▶

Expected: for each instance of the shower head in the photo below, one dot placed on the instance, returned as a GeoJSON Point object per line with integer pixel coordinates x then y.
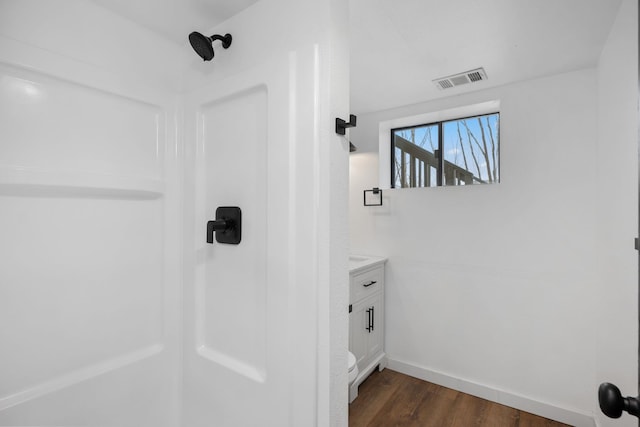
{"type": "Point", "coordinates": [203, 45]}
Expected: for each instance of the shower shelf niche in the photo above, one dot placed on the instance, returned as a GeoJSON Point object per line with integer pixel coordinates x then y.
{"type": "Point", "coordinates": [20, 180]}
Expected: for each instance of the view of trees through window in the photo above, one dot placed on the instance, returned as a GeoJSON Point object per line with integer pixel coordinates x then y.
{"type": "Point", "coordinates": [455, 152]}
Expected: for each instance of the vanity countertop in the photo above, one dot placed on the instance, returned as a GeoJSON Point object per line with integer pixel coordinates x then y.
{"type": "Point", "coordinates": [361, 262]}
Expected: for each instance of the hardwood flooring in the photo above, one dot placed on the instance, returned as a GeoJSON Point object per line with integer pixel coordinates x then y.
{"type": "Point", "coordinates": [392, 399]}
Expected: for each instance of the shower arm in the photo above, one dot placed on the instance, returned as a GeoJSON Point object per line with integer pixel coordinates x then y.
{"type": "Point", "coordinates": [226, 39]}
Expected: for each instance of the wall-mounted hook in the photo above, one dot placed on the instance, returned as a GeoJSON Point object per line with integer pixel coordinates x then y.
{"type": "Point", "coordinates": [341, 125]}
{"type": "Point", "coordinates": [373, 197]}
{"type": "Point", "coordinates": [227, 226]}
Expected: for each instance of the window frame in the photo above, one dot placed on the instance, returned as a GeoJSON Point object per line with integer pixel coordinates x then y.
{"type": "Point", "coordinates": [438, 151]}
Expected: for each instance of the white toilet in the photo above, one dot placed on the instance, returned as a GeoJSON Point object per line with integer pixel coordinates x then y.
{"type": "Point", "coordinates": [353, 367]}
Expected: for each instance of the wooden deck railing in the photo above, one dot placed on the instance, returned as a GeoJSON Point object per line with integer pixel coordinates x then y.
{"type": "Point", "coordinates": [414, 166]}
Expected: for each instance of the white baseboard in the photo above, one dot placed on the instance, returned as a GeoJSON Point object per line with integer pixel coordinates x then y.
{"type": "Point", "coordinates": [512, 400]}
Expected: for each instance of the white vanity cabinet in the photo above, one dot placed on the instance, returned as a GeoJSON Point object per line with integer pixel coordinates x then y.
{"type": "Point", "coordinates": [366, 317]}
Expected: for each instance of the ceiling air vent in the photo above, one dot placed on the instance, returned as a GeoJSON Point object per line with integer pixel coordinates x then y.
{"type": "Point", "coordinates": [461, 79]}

◀
▶

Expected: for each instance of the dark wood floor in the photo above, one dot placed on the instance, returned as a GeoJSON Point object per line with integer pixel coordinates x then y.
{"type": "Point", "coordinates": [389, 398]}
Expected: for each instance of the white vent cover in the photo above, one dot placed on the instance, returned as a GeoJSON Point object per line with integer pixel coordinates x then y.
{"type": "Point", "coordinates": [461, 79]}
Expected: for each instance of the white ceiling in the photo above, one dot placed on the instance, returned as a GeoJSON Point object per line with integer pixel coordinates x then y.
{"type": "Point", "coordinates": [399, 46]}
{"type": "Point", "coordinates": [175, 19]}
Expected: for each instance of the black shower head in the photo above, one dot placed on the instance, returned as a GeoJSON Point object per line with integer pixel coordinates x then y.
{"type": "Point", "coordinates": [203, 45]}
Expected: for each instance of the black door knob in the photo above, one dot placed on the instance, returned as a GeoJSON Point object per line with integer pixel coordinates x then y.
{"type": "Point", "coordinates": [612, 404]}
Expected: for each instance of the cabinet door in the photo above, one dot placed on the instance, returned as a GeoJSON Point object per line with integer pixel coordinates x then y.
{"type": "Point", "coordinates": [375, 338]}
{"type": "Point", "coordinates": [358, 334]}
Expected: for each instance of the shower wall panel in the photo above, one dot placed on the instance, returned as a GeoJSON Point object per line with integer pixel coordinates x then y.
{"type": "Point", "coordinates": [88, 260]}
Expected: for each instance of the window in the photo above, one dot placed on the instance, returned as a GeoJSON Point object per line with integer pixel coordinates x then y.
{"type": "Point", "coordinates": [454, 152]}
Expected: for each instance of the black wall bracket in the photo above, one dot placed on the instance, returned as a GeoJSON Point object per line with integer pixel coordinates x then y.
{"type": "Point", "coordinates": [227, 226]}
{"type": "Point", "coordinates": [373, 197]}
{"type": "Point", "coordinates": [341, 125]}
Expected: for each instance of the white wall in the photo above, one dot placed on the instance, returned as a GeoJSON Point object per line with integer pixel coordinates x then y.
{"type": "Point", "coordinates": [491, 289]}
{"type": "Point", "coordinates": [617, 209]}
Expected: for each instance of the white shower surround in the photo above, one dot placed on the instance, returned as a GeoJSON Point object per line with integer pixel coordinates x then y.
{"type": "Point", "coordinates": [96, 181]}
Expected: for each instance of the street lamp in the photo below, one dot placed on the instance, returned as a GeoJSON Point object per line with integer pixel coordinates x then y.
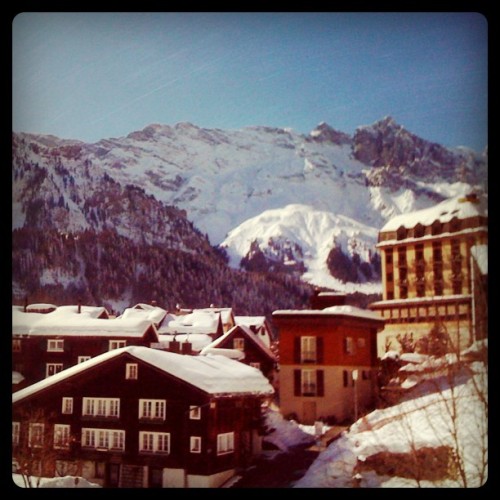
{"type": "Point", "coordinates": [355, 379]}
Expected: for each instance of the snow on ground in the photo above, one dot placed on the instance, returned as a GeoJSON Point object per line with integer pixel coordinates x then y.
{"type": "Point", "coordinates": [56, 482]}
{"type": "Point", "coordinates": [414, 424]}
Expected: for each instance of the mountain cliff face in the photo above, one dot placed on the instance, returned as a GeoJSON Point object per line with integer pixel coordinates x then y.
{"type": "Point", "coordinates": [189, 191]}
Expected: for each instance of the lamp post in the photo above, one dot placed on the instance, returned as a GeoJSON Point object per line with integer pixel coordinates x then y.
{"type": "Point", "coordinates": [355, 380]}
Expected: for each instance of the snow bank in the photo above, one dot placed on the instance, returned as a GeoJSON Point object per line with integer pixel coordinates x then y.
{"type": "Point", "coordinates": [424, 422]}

◀

> Stated problem: Display every line of the records above that contains the string "vent", treating uppercase and lowercase letters as distinct.

> Solution to this problem:
Expected: for each instance of the ceiling air vent in the photo above, one dot placed on the instance, returned as a GeoJSON Point object per line with integer pixel coordinates x then y.
Expected: for each instance of the white vent cover in the photo above, one dot placed on the instance, returned as a GeoJSON Point object per line with integer pixel coordinates x then y.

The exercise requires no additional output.